I have been involved with financial services in one form or another for over 25 years, so taking the next step was a natural progression in my career. The tipping point was the encouragement and recruitment by some very experienced World Financial Group agents who wanted me to open an office in our area.
Although I am just settling into my first real brick-and-mortar office space, we have some aggressive plans for expansion in the upcoming years, and it is a very exciting venture. I have always been both an entrepreneur and someone who cares deeply about helping people. Those two qualities are exactly what this position requires, and I am looking forward to building our client base. I see our mission as bringing quality financial guidance to an underserved demographic of everyday Americans.
My goal is to reach out to middle-income families that don’t have anybody to talk to about how to retire. They don’t think they can afford a financial advisor with my credentials. Many don’t even know that they need someone like that to talk to. They just figure they’ll keep working as long as they can. When you talk to these types of individuals or couples, they’ll say, “You know what, I’m just going work until I drop, because I don’t know what else to do. I don’t know how to invest. I don’t have any real savings.” There is too often a real feeling of hopelessness and resignation that I know our team can turn around for many people. That is what motivates me every day.
Talk about your planning process with this target segment.
My background and training has helped me create my own planning process that I am comfortable with and my target market relates well to. This is part life coaching, part financial education, and part planning to help us get to where we need to go with a client.
“Everything we do for clients is based on increasing the probabilities for investment and financial success over the long term.”
I also usually share my own story with clients, which has involved some periods of financial struggles for our family, due to some serious health issues and the downturn in the housing market during the financial crisis. Both of these issues directly affected my husband’s career and mine. I do not mind admitting to clients that we were hard-pressed to pay all of our bills for a certain period of time. Sharing our story sets up a level playing field, and they know they are talking with someone who knows that life can bring some hard knocks. My purpose here is to share that our family has managed our way out of financial difficulty and is now on track again in planning for our future. They can do the same.
Since I trained with Crown Financial Ministries and with the Dave Ramsey approach, I realize that a big part of getting a family financially healthy starts with the budgeting process. I probably spend more time than the average advisor working with people on some basics of household finances and cash flow.
After we get through that piece, we really dive into the issues you would expect. We drill down beneath their cash-flow planning to all of the other aspects of their financial life. Do they have any sort of will or estate planning in place? Are they planning for college educations? Do they have the appropriate insurance coverages in place? What are their goals, and their dreams, for their personal and financial future? We have a lot of tools in our toolbox and can address their total financial needs.

▶ _Collected data_:
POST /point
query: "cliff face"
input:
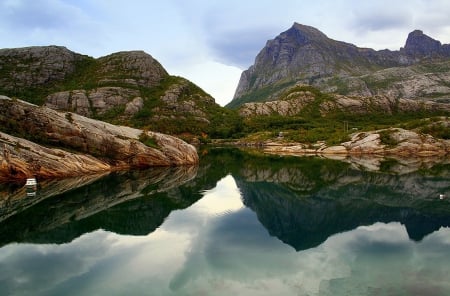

▶ _Things to do_:
1: In the interview with the financial advisor, why does the advisor tell clients about the family's own past money troubles? Answer in one to three sentences.
2: List every question the financial advisor interview says is asked after the budgeting stage to dig into the rest of a client's financial life.

▶ _Solutions to the exercise_:
1: Sharing the story sets up a level playing field, so clients know they are talking with someone who understands that life can bring hard knocks. It also shows them that the family managed its way out of financial difficulty and is back on track planning for the future, which means the clients can do the same.

2:
- Do they have any sort of will or estate planning in place?
- Are they planning for college educations?
- Do they have the appropriate insurance coverages in place?
- What are their goals, and their dreams, for their personal and financial future?